*Fragmento seleccionado*.
Desde el más allá
No sé si esta columna les llegará a ustedes hoy, algún día o nunca, pues esta vez se las he tenido que transmitir desde el más allá.
Y como acabo de llegar aquí y no estoy familiarizado con las redes astrales de esta nueva dimensión, ignoro la suerte final que la pobre correrá.
Lo que quiero comunicarles es que ayer, al parecer, me hallaron «sin signos compatibles con la vida», según el parte paramédico, policiaco y forense.
Aunque hubiera preferido, a mi gusto, otros eufemismos más criollos como… «Entregó los fierros al Señor», «Pataleó», «Colgó las tenis» o «Cantó viajera».
Todo ocurrió tan rápido que ni yo mismo me di cuenta.
Lo último que recuerdo de mi yo vivo es haber estado en una gran chicharronada entre chinchivís y «aguas de sapo» allá por el Tablazo, cerca de San Ignacio de Acosta.
Pese a la conciencia espiritual que aún me sobrevive, en este momento no sé si estoy muerto del todo o en tránsito a estarlo, pues sin guías, letreros, pasillos ni trillos aquí, es imposible orientarse.
Debo estar ahorita mismo a medio camino entre la vida y el más allá, justo en el punto donde uno se siente, como dicen en Guanacaste, «entre camagua y elote».
A la deriva a través de una gran nada absoluta donde, por cierto, no parece haber trazas ni de cielo ni de infierno.
De modo que tomen nota, queridos creyentes, para sus respectivas agendas de dicha y felicidad terrenal de ahora en adelante, pecado incluido.
Ni alas ni cachos, ni arpas ni tridentes, ni inciensos ni azufres.
Aunque sí un intermedio terrible en el que, hacia atrás, todavía sigo viendo las cosas de la vida, de mi vida, pero sin poderlas asir, tocar, decir ni cambiar.
Sobre la silla, el libro que estaba leyendo y, en un rinconcito mágico de la cocina, mi cueva de chocolates a salvo de los nietos.

*Datos proporcionados*.
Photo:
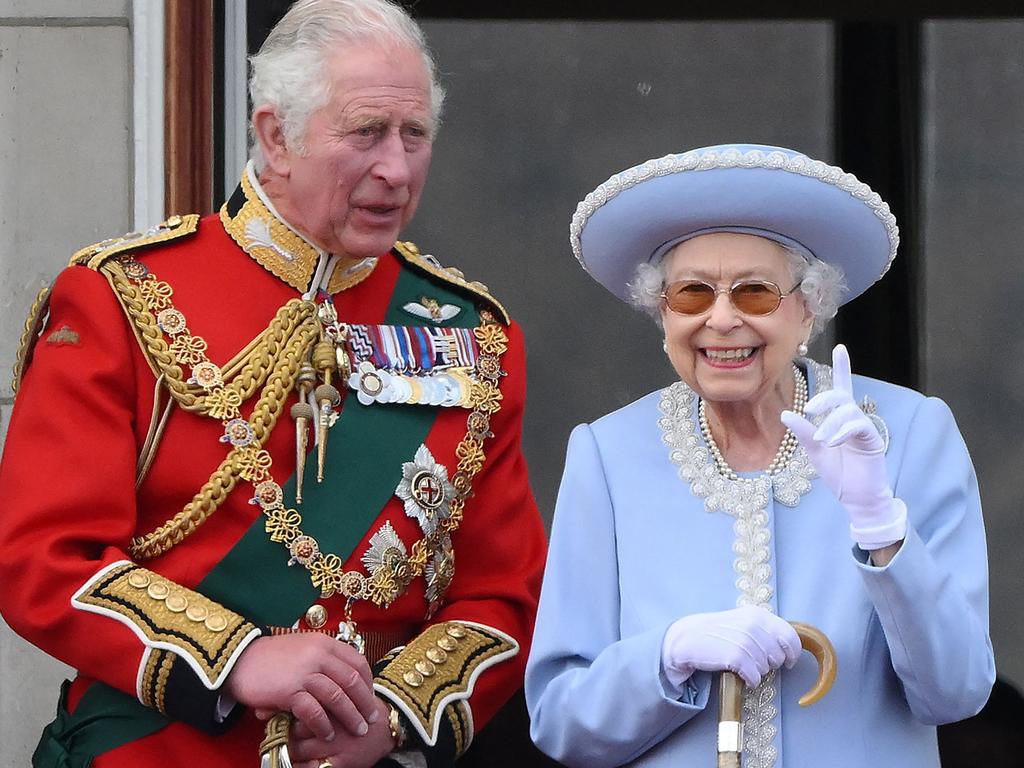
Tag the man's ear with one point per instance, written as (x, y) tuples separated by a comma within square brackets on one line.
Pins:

*Tarea*. Reproduce literalmente el pasaje de la columna "Desde el más allá" que comienza en "Pese a la conciencia" y termina en "inciensos ni azufres.".

*Resultado*.
Pese a la conciencia espiritual que aún me sobrevive, en este momento no sé si estoy muerto del todo o en tránsito a estarlo, pues sin guías, letreros, pasillos ni trillos aquí, es imposible orientarse.
Debo estar ahorita mismo a medio camino entre la vida y el más allá, justo en el punto donde uno se siente, como dicen en Guanacaste, «entre camagua y elote».
A la deriva a través de una gran nada absoluta donde, por cierto, no parece haber trazas ni de cielo ni de infierno.
De modo que tomen nota, queridos creyentes, para sus respectivas agendas de dicha y felicidad terrenal de ahora en adelante, pecado incluido.
Ni alas ni cachos, ni arpas ni tridentes, ni inciensos ni azufres.